- [Extract]:

Researchers have pinpointed specific gene and protein over-production in metastatic melanoma, pointing the way to a possible new drug target, according to a study published in Nature July 7.
Gene amplification is a process that often happens in cancer cells when the normal DNA replication process is altered, causing many copies of the gene to be produced instead of a single copy of a region of a chromosome.
The researchers found that the MITF (microphthalmia-associated transcription factor) master regulator is the target of gene amplification in melanoma. MITF amplification also was more prevalent in metastatic disease and was correlated with decreased overall patient survival.
Collaborators at Yale, using the technology AQUA (Automated Quantitative Analysis) to quantitatively measure protein expression in melanoma tissue microarrays, also found an over-expression of the protein.
"According to the study, these data suggest that MITF represents a distinct class of 'lineage survival' or 'lineage addiction' oncogenes required for both tissue-specific development and tumor progression," said David Rimm, M.D., an author on the study and associate professor in the Department of Pathology at Yale School of Medicine.

- [Data to examine]:

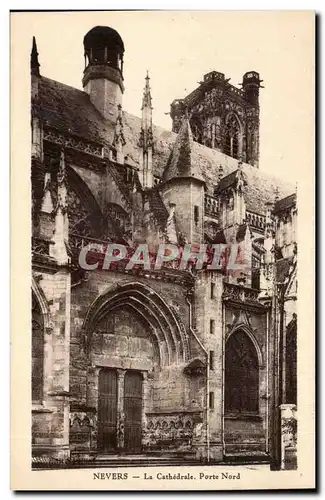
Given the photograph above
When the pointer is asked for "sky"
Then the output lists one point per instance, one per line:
(179, 47)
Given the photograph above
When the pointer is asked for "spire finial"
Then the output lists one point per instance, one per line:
(146, 100)
(34, 64)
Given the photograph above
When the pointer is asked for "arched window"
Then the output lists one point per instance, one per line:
(291, 363)
(241, 375)
(37, 352)
(232, 137)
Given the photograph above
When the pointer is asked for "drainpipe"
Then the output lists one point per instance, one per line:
(207, 378)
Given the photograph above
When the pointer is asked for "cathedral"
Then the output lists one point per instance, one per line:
(158, 366)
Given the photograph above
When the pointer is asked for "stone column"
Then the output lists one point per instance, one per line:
(120, 408)
(145, 400)
(288, 433)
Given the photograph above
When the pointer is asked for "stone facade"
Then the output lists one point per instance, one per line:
(172, 361)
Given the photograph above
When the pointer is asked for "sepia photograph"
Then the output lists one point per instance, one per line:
(165, 181)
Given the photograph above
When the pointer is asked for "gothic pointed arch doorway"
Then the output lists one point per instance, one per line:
(245, 415)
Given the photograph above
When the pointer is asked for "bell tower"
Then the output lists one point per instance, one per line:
(103, 74)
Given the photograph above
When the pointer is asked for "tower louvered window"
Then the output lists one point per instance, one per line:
(232, 137)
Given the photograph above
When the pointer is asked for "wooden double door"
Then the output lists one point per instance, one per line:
(119, 411)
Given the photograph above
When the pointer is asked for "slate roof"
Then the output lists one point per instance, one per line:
(285, 203)
(157, 206)
(70, 110)
(282, 268)
(183, 161)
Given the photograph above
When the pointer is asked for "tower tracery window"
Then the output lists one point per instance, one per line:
(241, 375)
(232, 137)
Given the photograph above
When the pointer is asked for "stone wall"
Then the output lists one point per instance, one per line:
(50, 418)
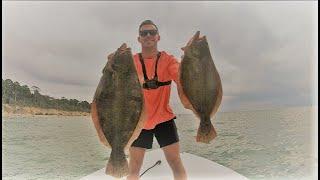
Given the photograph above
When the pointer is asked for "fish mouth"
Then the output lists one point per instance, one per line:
(195, 39)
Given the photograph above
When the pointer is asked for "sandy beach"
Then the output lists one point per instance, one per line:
(20, 111)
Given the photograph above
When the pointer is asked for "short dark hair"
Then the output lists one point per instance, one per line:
(145, 22)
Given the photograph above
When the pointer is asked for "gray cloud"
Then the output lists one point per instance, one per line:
(264, 51)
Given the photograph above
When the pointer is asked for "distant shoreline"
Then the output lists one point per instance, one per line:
(25, 111)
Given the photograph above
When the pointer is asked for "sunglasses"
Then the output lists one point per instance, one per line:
(146, 32)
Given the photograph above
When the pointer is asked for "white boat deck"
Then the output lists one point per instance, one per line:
(197, 168)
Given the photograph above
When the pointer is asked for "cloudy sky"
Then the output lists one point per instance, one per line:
(265, 52)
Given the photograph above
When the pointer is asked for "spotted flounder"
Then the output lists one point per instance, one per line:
(118, 109)
(201, 85)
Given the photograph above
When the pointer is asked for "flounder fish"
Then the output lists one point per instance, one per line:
(201, 85)
(118, 109)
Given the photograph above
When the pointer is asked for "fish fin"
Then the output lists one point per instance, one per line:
(206, 131)
(117, 165)
(95, 119)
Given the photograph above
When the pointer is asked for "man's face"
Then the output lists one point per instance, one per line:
(147, 36)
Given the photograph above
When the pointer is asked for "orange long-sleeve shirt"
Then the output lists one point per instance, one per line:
(157, 100)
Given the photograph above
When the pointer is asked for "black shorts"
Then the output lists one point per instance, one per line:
(165, 133)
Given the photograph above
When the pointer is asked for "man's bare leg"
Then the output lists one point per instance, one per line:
(136, 156)
(172, 153)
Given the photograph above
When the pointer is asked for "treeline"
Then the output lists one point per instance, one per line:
(15, 94)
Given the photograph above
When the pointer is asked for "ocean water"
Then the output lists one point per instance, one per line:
(264, 144)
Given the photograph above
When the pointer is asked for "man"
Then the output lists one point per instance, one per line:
(156, 70)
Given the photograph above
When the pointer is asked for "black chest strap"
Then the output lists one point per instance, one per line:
(155, 71)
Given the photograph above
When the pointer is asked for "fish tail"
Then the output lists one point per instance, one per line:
(117, 165)
(206, 131)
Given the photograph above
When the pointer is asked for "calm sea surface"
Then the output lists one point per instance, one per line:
(265, 144)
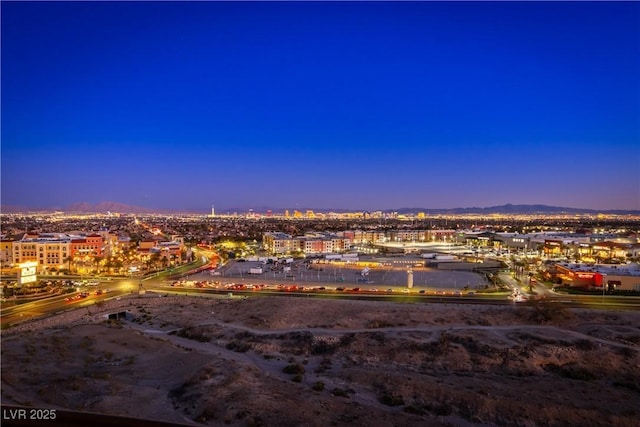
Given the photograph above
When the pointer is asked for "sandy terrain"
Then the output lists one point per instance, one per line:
(275, 361)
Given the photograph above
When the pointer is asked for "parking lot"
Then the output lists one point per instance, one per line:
(299, 273)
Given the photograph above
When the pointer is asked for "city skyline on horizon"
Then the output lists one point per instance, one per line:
(115, 207)
(357, 106)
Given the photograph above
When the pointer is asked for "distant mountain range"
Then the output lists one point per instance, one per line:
(116, 207)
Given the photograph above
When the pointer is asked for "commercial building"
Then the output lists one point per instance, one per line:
(613, 277)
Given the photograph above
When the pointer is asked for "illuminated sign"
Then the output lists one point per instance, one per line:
(27, 272)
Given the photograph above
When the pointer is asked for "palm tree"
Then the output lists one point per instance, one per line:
(69, 260)
(97, 259)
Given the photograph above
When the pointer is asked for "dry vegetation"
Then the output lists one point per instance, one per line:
(289, 362)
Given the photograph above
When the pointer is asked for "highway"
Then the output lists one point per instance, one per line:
(22, 312)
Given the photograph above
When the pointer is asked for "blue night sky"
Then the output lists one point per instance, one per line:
(324, 105)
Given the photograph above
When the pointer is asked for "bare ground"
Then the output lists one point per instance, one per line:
(289, 362)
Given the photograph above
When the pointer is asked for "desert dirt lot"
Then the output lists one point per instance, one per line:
(277, 361)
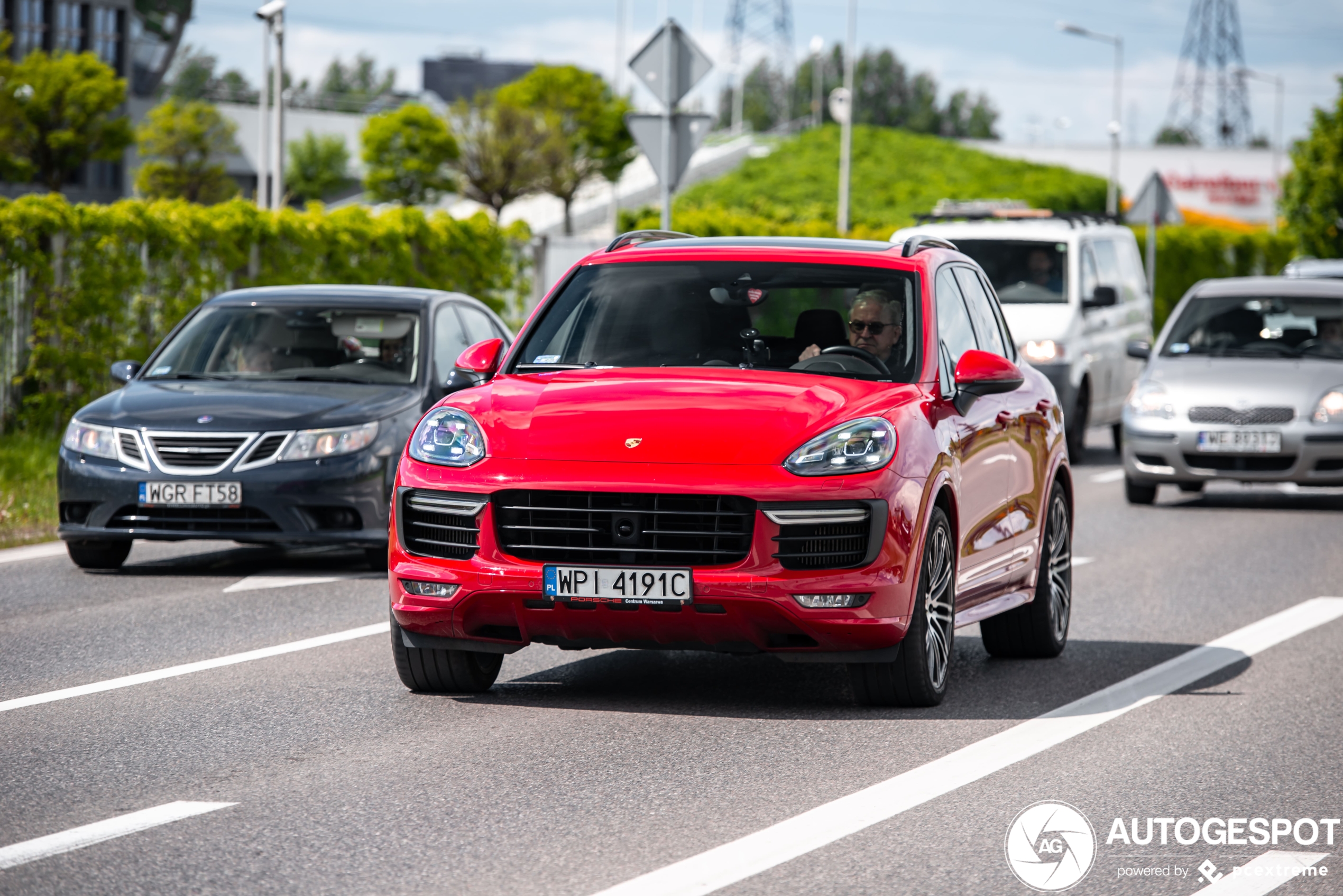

- [Study questions]:
a: Translate this sentence from the melanoma passage into Spanish: "Collaborators at Yale, using the technology AQUA (Automated Quantitative Analysis) to quantitatively measure protein expression in melanoma tissue microarrays, also found an over-expression of the protein."
b: Please repeat the part of the melanoma passage starting with "The researchers found" and going on through "overall patient survival.".
The records were taken from a different source.

- [Expected results]:
a: Colaboradores de Yale, que utilizaron la tecnología AQUA (Automated Quantitative Analysis) para medir cuantitativamente la expresión de proteínas en micromatrices de tejido de melanoma, también encontraron una sobreexpresión de la proteína.

b:
The researchers found that the MITF (microphthalmia-associated transcription factor) master regulator is the target of gene amplification in melanoma. MITF amplification also was more prevalent in metastatic disease and was correlated with decreased overall patient survival.